Requirements
Using the Mallow Bay article below, answer yes or no for each statement, quoting the exact words of the article that decide it: (a) Wilson ordered 1,000 wooden steamships to be built in 18 months. (b) Congress sold the ships to the Western Marine & Salvage Company for a total of $1 million. (c) Most of the commissioned ships had been deployed by the time Germany surrendered.

Document text

The Ghosts of Mallow Bay

Millions of dollars is buried at sea...

Written by Jimmy Mengel
Posted July 10, 2020

I spent the 4th of July surrounded by ghosts...

No, I'm not talking about the Founding fathers or the American revolutionaries who lost their lives in the fight for Independence.

I’m talking about the “Ghost Fleet of Mallow Bay”.

I woke up early Saturday morning to trek down to the Potomac River in Southern Maryland. My friends and I own a bucolic compound nearby, where we planned to spend the holiday like anyone else: wearing tri-corner hats, firing our muskets in the air, and blasting off fireworks.

Before we got to the festivities, however, I convinced the group to investigate another part of American history: the largest shipwreck fleet in the Western Hemisphere.

Mallow Bay is a small estuary that acts as a graveyard for over 200 U.S. ships that have been purposely sunk in the shallow waters. These doomed ships date all the way back to the 18th century.

Here’s a look:

mallows bay shipwreck

You may be asking, why in the world would anyone just dump hundreds of ships into a shallow bay in Maryland?

It’s a good question, and I have an answer…

The story starts in 1917, when Woodrow Wilson undertook the greatest — and most expensive — shipbuilding program in history. America had just entered World War I and faced a massive dearth of marine transport vessels. Wilson ordered 1,000 wooden steamships to be constructed in a mere 18 months. Congress approved it and the Emergency Fleet Corporation was born.

While the bulk of the ships were still being built, Germany surrendered and only 76 of the 731 that were commissioned had been deployed. That left hundreds of ships wasting away in the James River while the government decided what in the world they could be re-purposed for. Keep in mind that these ships cost about a million bucks a piece in today's dollars.

It turned out that leaky, hastily manufactured wooden ships were quite useless and Congress sold them off to the Western Marine & Salvage Company for pennies on the dollar (a measly total of $750,000 — government investment at its best!).

Western Marine bought hundreds of acres around Mallow Bay in order to salvage what they could from the ships, but rising anger from local environmental activists and fishermen led the company to light them on fire and sink them to the bottom of the bay. Another great investment...

So, it suffices to say we were staring at a long and storied history when we put our kayaks and canoes in the water and began to explore the wreckage. While it wasn’t the initial intention of the area, the entire scene is gorgeous but with a wonderfully bizarre vibe. We paddled around the bay for hours and took in a number of old ships from all throughout history, each with its own peculiar name: The Accomac, the Benzonia, the Yawah.

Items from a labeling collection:
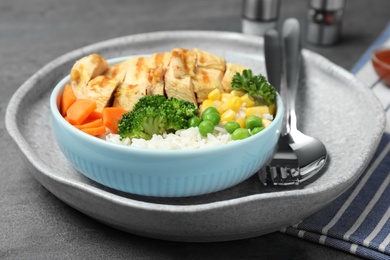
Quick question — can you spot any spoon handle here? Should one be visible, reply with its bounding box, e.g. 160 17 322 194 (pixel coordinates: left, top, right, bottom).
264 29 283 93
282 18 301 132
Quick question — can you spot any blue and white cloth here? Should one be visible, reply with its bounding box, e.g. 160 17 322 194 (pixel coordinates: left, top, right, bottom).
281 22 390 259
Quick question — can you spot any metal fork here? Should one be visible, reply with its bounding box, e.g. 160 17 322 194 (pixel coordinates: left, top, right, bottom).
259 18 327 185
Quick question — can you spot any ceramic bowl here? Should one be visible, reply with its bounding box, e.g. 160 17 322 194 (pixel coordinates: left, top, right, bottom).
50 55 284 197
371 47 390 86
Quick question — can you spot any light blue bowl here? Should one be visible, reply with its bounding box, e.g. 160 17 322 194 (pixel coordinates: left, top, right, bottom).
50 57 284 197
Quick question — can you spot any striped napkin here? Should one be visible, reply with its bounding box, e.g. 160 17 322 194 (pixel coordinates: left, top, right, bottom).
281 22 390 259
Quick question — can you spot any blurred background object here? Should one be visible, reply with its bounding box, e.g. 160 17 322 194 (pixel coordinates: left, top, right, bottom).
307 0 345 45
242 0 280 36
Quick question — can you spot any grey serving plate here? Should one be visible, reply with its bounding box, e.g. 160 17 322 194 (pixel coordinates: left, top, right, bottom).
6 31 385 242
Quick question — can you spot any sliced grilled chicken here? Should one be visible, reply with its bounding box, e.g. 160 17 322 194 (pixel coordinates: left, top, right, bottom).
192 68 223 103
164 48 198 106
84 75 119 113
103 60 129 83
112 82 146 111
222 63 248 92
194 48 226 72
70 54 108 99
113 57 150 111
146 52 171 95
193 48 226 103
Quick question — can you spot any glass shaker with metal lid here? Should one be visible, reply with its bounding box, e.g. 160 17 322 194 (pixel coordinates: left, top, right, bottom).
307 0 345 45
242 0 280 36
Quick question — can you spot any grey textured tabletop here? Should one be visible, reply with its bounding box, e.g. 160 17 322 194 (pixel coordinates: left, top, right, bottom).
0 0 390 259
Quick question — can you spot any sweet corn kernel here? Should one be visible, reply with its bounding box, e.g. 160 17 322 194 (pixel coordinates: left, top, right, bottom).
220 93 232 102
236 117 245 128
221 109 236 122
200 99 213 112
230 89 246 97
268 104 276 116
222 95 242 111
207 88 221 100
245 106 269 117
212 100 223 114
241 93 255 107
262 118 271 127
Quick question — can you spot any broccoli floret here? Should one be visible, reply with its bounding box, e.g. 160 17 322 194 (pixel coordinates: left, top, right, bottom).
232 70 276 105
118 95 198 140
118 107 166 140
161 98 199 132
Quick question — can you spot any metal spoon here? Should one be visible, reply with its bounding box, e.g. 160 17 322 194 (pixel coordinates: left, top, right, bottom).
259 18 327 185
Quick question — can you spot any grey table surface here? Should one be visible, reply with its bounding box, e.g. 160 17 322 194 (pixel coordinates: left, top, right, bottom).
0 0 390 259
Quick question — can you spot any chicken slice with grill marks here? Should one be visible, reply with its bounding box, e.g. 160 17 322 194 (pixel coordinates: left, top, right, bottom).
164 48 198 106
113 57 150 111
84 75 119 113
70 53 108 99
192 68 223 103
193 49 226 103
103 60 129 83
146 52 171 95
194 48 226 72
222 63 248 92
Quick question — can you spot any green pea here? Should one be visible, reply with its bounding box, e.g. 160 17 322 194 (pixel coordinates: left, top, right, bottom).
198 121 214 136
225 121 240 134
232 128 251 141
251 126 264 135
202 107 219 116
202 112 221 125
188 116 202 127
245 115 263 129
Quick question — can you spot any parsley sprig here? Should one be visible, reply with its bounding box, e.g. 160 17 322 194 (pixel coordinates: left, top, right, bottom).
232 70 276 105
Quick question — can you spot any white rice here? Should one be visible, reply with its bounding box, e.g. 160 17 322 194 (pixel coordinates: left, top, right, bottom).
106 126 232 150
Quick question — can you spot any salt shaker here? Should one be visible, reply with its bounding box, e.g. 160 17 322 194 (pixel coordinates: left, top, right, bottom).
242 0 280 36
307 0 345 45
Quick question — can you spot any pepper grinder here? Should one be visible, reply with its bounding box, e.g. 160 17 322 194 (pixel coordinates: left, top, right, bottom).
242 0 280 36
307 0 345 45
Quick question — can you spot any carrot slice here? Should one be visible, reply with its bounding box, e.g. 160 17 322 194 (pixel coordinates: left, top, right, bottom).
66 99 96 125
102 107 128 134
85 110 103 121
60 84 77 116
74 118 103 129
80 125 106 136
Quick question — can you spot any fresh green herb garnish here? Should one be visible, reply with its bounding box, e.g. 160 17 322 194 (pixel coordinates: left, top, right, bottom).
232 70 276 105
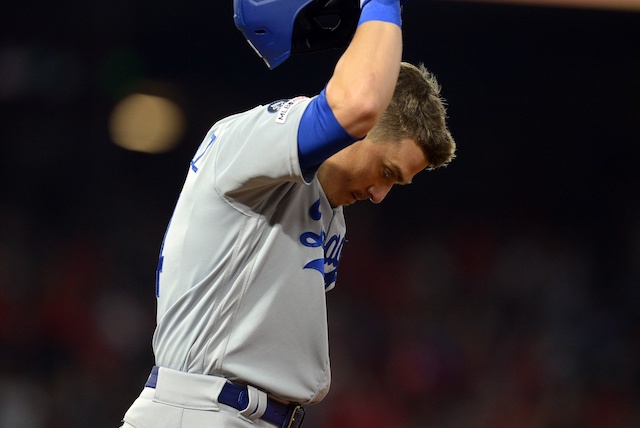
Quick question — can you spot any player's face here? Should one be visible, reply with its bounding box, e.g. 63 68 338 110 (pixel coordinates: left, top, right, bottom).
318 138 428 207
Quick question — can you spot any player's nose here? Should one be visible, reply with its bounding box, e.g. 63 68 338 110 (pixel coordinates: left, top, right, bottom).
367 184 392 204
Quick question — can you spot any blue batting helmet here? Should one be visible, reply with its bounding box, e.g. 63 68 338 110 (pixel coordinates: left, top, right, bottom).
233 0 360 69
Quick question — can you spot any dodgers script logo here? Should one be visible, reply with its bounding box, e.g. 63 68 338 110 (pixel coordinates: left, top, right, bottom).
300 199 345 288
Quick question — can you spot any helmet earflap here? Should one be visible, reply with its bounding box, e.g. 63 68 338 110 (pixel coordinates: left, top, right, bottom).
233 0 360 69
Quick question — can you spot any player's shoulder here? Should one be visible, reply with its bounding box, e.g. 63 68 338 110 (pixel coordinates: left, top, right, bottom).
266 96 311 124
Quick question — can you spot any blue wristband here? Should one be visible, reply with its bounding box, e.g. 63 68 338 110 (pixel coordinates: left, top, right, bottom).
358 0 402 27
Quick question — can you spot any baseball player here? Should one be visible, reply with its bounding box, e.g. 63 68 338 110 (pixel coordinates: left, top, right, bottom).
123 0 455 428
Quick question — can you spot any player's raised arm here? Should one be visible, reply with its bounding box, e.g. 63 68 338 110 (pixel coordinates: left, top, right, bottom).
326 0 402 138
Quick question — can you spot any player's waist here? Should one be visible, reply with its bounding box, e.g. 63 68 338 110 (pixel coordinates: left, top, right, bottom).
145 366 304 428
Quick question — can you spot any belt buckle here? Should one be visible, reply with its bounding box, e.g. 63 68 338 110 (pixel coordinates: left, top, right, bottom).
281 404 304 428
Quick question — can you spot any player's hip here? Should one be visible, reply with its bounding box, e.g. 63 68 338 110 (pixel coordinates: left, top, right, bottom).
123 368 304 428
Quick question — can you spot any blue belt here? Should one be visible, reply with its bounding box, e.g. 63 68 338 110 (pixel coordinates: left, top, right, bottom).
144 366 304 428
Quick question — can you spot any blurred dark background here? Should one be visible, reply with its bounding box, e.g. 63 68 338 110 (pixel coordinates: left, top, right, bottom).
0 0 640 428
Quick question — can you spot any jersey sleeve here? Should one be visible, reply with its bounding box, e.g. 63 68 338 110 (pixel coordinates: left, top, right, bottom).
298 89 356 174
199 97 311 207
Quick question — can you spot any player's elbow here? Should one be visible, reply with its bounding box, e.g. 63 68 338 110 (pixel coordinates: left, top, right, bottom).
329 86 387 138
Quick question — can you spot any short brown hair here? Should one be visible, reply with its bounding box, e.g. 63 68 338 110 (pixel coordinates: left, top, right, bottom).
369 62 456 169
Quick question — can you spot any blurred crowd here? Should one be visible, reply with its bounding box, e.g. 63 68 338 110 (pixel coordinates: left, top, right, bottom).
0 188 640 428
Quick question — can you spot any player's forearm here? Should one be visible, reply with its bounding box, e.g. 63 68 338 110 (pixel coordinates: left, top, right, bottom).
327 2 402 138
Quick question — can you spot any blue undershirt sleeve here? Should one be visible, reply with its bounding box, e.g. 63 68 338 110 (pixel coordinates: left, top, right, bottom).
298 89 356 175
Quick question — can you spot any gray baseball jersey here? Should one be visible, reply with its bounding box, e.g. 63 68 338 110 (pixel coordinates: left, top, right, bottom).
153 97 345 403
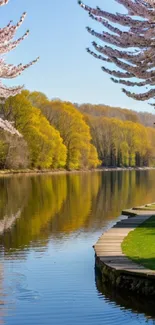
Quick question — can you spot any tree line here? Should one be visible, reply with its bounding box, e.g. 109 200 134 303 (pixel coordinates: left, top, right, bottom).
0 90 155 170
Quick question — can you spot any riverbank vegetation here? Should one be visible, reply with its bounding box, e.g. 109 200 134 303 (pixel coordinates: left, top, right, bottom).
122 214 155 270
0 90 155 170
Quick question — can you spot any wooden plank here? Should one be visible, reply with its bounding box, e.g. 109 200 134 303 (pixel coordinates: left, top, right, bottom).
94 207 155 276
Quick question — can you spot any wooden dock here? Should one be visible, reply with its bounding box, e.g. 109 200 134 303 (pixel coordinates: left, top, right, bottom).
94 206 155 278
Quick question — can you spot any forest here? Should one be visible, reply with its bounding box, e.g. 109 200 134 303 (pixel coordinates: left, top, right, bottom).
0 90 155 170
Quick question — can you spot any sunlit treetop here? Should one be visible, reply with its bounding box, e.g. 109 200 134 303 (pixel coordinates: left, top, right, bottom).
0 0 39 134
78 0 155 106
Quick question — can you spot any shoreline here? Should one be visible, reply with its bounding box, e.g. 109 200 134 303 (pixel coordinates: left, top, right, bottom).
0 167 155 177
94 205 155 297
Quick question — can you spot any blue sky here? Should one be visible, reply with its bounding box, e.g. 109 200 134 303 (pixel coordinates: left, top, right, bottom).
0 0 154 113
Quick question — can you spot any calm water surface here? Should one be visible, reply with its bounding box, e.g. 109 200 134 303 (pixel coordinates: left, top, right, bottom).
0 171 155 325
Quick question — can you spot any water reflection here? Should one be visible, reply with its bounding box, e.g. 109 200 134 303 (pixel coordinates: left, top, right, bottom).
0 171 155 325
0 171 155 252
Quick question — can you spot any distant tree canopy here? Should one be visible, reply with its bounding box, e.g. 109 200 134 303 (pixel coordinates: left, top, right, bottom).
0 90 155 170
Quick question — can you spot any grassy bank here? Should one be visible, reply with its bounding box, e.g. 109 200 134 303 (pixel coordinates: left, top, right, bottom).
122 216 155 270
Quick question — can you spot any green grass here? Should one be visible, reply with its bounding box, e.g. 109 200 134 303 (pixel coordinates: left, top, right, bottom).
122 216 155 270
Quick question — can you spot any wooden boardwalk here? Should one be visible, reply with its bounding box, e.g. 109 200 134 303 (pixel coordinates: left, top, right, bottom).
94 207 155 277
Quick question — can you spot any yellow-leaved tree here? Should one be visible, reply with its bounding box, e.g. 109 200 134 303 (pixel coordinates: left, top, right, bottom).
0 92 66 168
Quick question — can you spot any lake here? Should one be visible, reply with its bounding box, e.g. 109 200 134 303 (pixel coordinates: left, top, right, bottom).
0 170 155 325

* * *

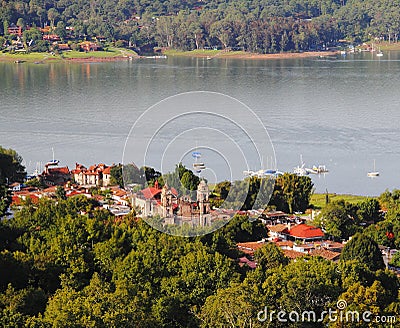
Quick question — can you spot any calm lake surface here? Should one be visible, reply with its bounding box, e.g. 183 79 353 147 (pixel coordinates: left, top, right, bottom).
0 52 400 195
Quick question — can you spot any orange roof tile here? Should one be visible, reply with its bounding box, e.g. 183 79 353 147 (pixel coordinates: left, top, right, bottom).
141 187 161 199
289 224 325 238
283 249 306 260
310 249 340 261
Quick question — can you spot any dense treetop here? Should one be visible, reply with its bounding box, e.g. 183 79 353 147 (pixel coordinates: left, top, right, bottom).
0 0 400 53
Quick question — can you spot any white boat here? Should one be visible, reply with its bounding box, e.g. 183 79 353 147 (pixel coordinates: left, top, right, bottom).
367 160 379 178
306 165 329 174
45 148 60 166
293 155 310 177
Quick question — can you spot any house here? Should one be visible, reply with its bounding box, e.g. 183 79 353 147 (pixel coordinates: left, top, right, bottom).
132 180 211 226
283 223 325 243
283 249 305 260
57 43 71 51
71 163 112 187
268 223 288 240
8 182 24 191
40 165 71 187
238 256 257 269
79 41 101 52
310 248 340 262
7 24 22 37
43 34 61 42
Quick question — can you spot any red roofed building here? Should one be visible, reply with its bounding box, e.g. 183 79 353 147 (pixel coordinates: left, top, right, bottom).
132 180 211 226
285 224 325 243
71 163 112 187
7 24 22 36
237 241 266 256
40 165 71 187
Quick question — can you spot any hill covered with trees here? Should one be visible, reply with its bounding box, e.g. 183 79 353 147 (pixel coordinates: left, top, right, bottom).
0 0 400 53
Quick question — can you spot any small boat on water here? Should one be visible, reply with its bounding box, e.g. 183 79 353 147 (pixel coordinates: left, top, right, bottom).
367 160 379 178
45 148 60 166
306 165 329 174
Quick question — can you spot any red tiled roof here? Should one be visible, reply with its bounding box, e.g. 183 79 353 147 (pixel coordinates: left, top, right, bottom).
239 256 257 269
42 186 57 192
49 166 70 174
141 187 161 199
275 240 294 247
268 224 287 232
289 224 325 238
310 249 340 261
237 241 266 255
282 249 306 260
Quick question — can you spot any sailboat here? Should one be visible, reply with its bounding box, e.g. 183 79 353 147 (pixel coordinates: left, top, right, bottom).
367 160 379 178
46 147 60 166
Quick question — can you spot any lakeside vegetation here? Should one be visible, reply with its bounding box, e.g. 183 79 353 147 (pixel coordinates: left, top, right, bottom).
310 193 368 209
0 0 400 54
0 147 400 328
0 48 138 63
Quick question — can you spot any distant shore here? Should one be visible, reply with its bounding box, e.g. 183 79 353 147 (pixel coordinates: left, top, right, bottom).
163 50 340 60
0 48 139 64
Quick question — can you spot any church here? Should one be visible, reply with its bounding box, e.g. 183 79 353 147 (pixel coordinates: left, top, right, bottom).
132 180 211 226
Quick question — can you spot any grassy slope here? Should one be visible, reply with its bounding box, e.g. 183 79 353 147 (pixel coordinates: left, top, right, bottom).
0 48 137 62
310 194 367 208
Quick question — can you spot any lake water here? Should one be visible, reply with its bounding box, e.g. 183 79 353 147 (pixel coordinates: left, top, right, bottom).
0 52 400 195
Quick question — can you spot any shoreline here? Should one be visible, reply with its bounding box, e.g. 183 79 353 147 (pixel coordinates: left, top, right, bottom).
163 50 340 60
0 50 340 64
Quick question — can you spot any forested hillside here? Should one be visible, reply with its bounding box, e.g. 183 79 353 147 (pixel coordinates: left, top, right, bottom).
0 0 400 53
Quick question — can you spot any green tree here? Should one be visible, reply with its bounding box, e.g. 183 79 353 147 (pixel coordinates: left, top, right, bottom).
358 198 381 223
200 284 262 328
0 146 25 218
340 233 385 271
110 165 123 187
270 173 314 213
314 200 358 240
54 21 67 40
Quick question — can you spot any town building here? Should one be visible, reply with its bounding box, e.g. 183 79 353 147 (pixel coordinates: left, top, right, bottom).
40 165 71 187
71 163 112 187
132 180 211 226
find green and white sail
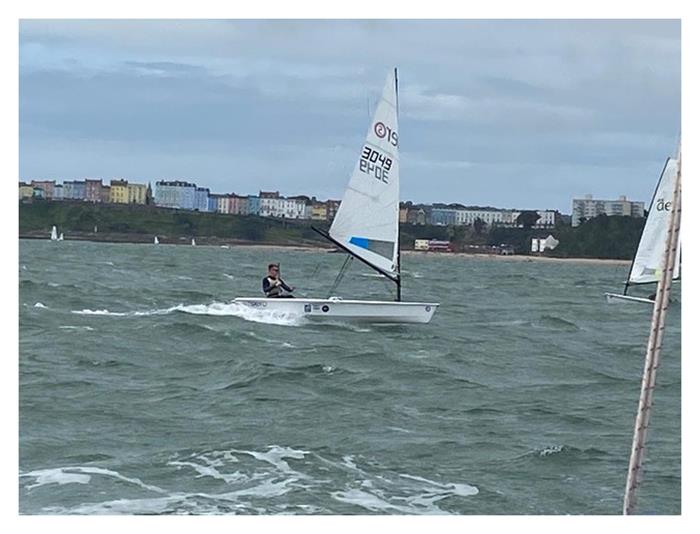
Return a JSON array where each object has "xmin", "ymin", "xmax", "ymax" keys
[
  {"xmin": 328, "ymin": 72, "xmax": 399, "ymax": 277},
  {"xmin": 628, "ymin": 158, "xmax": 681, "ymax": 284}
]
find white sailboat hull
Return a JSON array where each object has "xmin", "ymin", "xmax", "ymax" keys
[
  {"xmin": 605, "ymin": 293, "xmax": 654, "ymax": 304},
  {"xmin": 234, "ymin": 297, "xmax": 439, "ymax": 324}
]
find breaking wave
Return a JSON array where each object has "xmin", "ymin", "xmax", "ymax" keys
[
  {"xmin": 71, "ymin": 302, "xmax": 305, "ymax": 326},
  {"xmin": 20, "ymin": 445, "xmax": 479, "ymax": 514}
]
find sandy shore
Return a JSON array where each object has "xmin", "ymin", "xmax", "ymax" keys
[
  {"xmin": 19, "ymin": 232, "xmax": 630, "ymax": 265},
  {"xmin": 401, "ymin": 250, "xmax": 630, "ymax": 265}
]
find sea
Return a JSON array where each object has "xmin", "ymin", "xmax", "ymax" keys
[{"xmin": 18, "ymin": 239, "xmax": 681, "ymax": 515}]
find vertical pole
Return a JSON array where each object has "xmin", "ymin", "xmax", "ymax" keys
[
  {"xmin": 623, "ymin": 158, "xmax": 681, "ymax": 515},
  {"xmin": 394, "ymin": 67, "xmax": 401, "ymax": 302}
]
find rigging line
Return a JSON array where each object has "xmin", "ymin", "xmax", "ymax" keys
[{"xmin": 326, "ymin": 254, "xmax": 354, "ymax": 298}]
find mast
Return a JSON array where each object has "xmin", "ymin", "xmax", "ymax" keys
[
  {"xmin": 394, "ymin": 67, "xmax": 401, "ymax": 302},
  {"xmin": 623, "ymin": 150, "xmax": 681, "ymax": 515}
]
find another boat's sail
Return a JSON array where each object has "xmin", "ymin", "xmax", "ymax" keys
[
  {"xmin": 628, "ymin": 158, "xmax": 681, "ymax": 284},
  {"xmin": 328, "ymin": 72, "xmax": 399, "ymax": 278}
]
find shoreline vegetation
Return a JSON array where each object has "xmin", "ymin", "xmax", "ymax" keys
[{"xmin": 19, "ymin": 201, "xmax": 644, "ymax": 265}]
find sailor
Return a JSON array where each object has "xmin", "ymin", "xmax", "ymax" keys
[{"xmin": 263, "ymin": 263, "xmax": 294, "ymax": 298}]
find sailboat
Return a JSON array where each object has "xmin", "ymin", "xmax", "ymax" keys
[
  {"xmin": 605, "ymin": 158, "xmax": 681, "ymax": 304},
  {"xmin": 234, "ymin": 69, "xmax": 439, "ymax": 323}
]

Task response
(a) Yes: "Wilson ordered 1,000 wooden steamships to be constructed in a mere 18 months."
(b) No: "a measly total of $750,000"
(c) No: "only 76 of the 731 that were commissioned had been deployed"